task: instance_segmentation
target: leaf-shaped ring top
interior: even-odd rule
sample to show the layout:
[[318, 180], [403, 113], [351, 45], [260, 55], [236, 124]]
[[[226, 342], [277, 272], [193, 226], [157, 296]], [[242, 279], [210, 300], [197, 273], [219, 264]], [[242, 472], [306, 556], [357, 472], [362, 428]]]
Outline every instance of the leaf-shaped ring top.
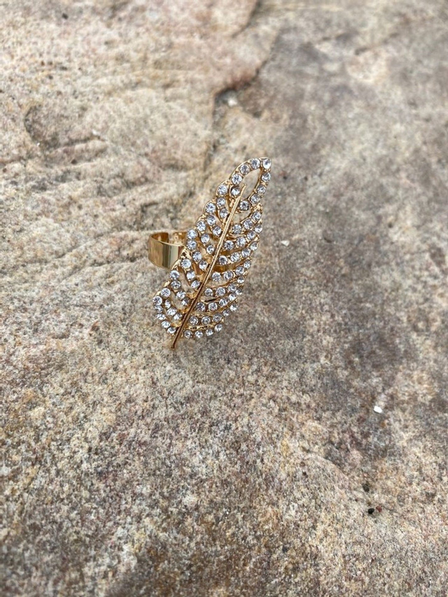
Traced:
[[[244, 177], [256, 170], [257, 181], [242, 198]], [[263, 229], [262, 199], [270, 180], [269, 158], [244, 162], [218, 185], [214, 198], [186, 233], [169, 279], [152, 300], [157, 319], [173, 337], [173, 348], [181, 337], [220, 331], [225, 318], [236, 311]]]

EXERCISE AIM — Transcribe every entry above verbatim, omitting the pictures.

ANSWER TO THE PROBLEM —
task: instance_segmentation
target: leaf-shaped ring top
interior: even-odd rule
sample to show the layout:
[[318, 180], [403, 113], [351, 45], [260, 55], [236, 124]]
[[[226, 342], [277, 272], [193, 226], [157, 296]], [[242, 279], [210, 300], [197, 273], [219, 264]], [[242, 472], [306, 556], [357, 472], [362, 428]]]
Outline every instance of the leaf-shaped ring top.
Traced:
[[[244, 177], [256, 170], [257, 181], [242, 198]], [[263, 229], [262, 199], [270, 180], [269, 158], [244, 162], [218, 185], [214, 198], [186, 233], [169, 279], [152, 300], [157, 319], [173, 337], [173, 348], [181, 337], [220, 331], [225, 318], [236, 311]]]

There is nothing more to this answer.